Brano di lettura =
##############################

In particolare, l’art. 1 – che "tenta" di definire il mobbing con l’espressione "molestie morali, persecuzioni e violenze psicologiche sui luoghi di lavoro" – conterrebbe una definizione talmente vaga ed inadeguata da determinare una normativa che rimette ad organi amministrativi il compito e il potere di integrare sostanzialmente il disposto legislativo, anzi di sostituirsi al legislatore nazionale.

L’art. 5 estende l’ambito del mobbing ai familiari del lavoratore ed affida alla Giunta regionale una competenza a stabilire, mediante deliberazione a contenuto sostanzialmente regolamentare, "criteri e modalità" per la concessione di incentivi alla realizzazione di "supporti e terapie" senza specificare ad opera di quale organismo.

Inoltre gli artt. 2, 4, 6, 7 e 8 della legge in esame prevedono strutture amministrative tratteggiandone "in modo molto elastico" le funzioni ed i compiti.

L’art. 8, comma 1, prevede come obbligatorie le ispezioni all’interno dei luoghi di lavoro e, quindi, l’accesso coattivo in tali luoghi, la ricerca e l’esame di documenti, l’audizione di persone ad opera di addetti, di imprecisato livello (o qualifica) e stato giuridico, al Servizio di prevenzione e sicurezza.

In sintesi, la legge in esame non individuerebbe (e quindi non delimiterebbe) l’ambito dell’intervento della Regione e la tipologia dei "luoghi di lavoro", rendendo in tal modo possibili ingerenze (non soltanto della Regione ma anche di altre organizzazioni) nei rapporti di lavoro pubblico statale, ad esempio presso un tribunale od un ufficio territoriale del Governo, con invasione delle competenze di cui all’art. 117, secondo comma, lettera g), Cost.

Nel complesso – ad avviso del ricorrente – la legge impugnata omette di considerare la pluralità degli interessi generali (anche privati) compresenti e la necessità di reperire un equilibrio tra loro, crea uno strumento pervasivo e di non garantita neutralità per interventi nei rapporti contrattuali di lavoro e nelle attività imprenditoriali e delle pubbliche amministrazioni ed infine introduce una disciplina "territorialmente differenziata" in assenza di principi fondamentali unificanti.

La censurata normativa sarebbe perciò in contrasto con l’art. 117, secondo comma, lettere g) ed l), e con l’art. 118, primo comma, Cost.

Circa il denunciato contrasto con la riserva allo Stato della produzione legislativa in materia di ordinamento civile, nel ricorso si osserva che la legge in esame inciderebbe sui rapporti civilistici interpersonali, non soltanto di lavoro e di impresa, anche in modo imprevedibile e non definirebbe le tipologie dei "fenomeni" considerati, i quali sono destinati a tramutarsi in fattispecie di illecito contrattuale.

La legge sarebbe inoltre in contrasto con l’art. 117, terzo comma, Cost. (tutela della salute, tutela e sicurezza del lavoro), non essendo ricollegata a "principi fondamentali" posti dal Parlamento nazionale, al quale è riservato il compito di definire il cosiddetto mobbing.

##############################

Dati registrati =
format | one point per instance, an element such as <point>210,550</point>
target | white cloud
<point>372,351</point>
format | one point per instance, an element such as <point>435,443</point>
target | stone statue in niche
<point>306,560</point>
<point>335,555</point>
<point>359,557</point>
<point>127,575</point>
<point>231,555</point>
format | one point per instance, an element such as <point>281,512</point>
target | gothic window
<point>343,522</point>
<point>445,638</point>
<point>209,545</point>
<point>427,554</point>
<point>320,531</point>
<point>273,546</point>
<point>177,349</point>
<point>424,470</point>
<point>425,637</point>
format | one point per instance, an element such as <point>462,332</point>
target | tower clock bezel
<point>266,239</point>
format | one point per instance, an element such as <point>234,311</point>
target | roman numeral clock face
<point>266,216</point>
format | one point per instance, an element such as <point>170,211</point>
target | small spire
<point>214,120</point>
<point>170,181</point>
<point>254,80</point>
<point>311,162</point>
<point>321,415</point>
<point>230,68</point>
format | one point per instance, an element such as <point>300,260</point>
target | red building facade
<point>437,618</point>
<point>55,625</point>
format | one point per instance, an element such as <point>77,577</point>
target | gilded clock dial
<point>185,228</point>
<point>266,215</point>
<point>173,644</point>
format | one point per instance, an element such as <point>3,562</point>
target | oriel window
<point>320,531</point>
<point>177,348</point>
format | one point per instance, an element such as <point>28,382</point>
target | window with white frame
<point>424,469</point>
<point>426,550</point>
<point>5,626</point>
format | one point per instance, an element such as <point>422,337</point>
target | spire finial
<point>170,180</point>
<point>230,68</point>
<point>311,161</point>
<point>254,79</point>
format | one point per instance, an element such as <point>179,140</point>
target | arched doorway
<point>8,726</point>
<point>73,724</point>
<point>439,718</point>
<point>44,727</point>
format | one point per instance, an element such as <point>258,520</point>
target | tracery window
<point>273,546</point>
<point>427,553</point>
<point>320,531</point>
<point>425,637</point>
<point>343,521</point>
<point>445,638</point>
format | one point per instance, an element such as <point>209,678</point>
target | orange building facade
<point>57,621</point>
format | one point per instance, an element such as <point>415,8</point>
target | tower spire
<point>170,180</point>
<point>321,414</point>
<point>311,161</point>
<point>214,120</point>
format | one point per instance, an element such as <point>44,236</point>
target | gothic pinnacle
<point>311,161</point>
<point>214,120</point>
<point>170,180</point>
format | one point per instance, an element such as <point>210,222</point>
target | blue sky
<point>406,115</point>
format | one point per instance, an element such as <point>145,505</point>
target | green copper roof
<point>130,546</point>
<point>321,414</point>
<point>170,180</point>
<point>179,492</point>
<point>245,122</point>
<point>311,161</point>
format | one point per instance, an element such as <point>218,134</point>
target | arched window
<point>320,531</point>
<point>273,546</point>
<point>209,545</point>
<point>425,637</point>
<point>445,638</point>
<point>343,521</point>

##############################

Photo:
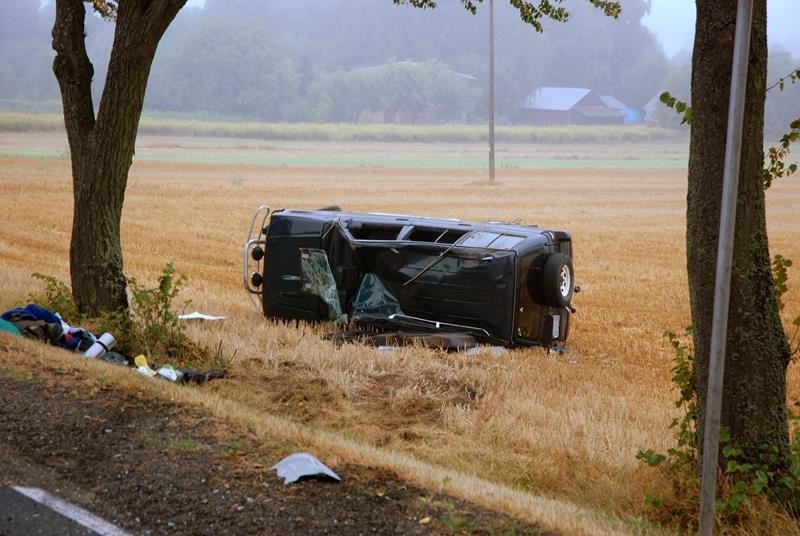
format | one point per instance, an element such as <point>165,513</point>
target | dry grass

##############################

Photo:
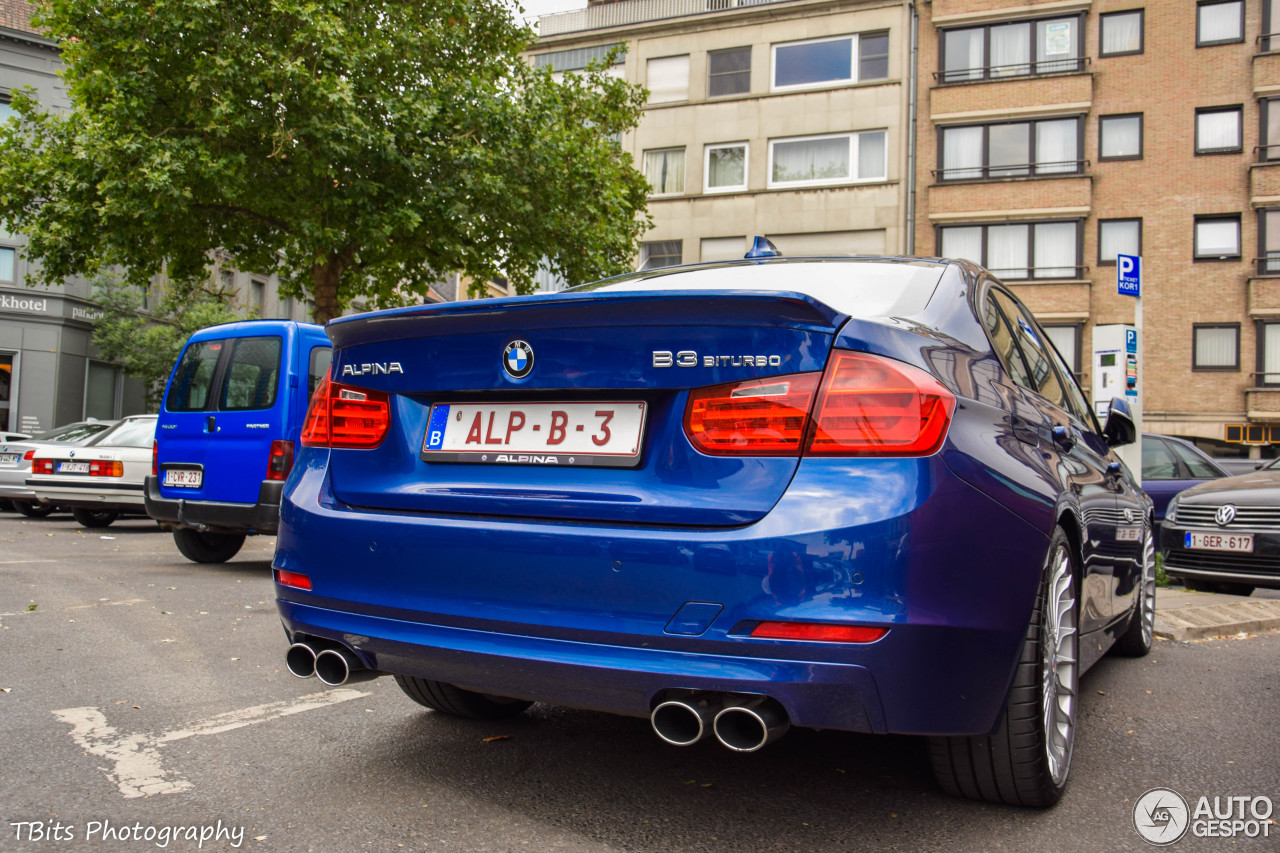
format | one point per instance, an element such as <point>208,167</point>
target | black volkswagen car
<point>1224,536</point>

##############################

Attività richieste =
• 1. Secondo il brano di lettura, a chi estende l'ambito del mobbing l'art. 5?
• 2. Le affermazioni (a), (b) e (c) concordano con il brano di lettura? Per ciascuna rispondi sì o no e cita testualmente le parole decisive.
(a) L'art. 8, comma 1, prevede come facoltative le ispezioni all'interno dei luoghi di lavoro.
(b) L'art. 1 definisce il mobbing con l'espressione "molestie morali, persecuzioni e violenze psicologiche sui luoghi di lavoro".
(c) Secondo il ricorso, la legge è ricollegata a principi fondamentali posti dal Parlamento nazionale.

Risultati attesi =
• 1. Ai familiari del lavoratore.

• 2.
(a) No: «L’art. 8, comma 1, prevede come obbligatorie le ispezioni all’interno dei luoghi di lavoro».
(b) Sì: «che "tenta" di definire il mobbing con l’espressione "molestie morali, persecuzioni e violenze psicologiche sui luoghi di lavoro"».
(c) No: «non essendo ricollegata a "principi fondamentali" posti dal Parlamento nazionale».